WHAT IS EXPECTED: Pictures aside, each entry has to be returned exactly as it stands.

RECORD EXTRACTS:
[Start of section]
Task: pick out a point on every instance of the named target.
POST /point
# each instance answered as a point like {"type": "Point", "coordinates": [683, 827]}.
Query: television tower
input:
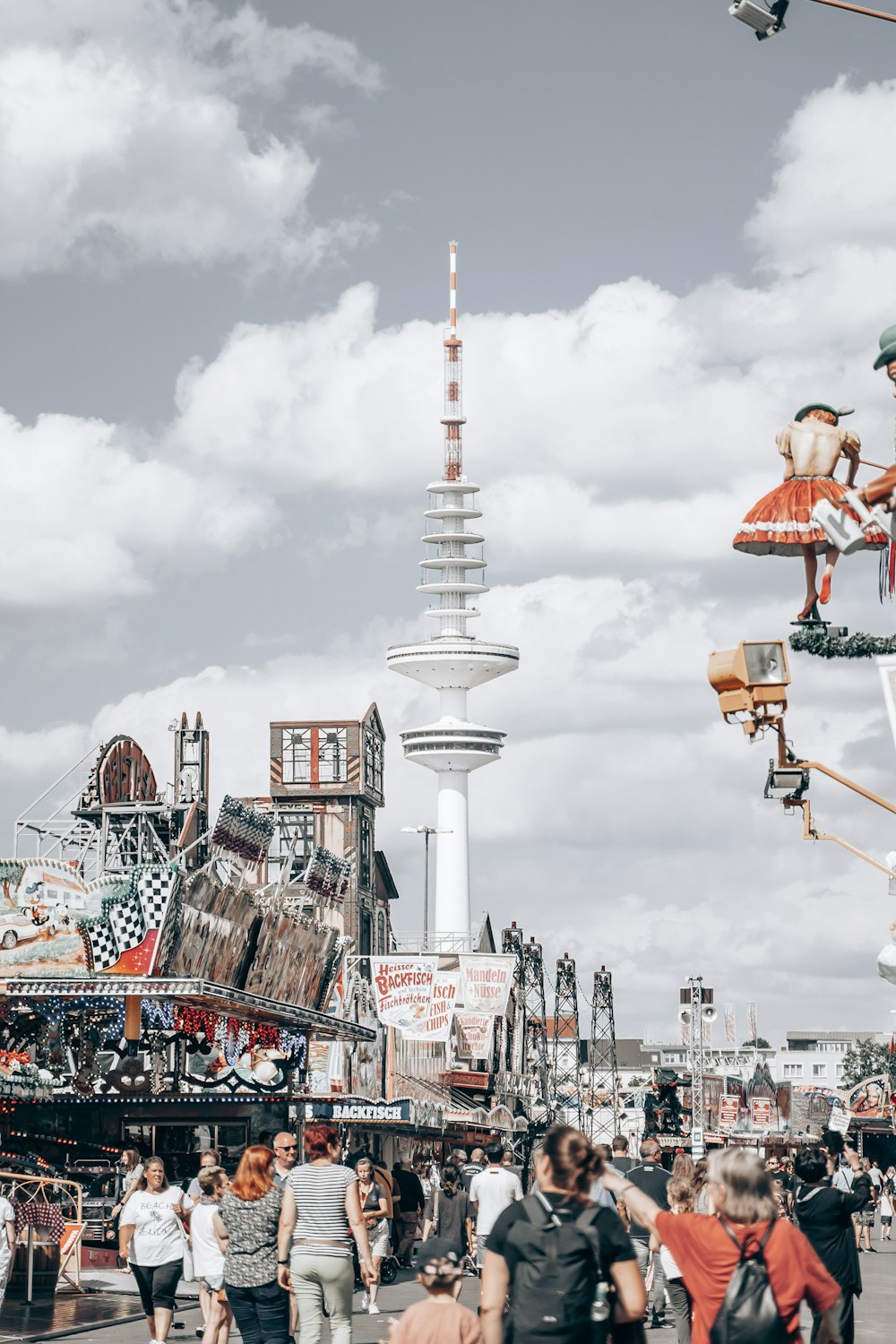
[End of section]
TASK OUTPUT:
Task: pick out a point on every instance of the named target.
POST /point
# each instance answered as a point like {"type": "Point", "coordinates": [683, 827]}.
Query: television tower
input:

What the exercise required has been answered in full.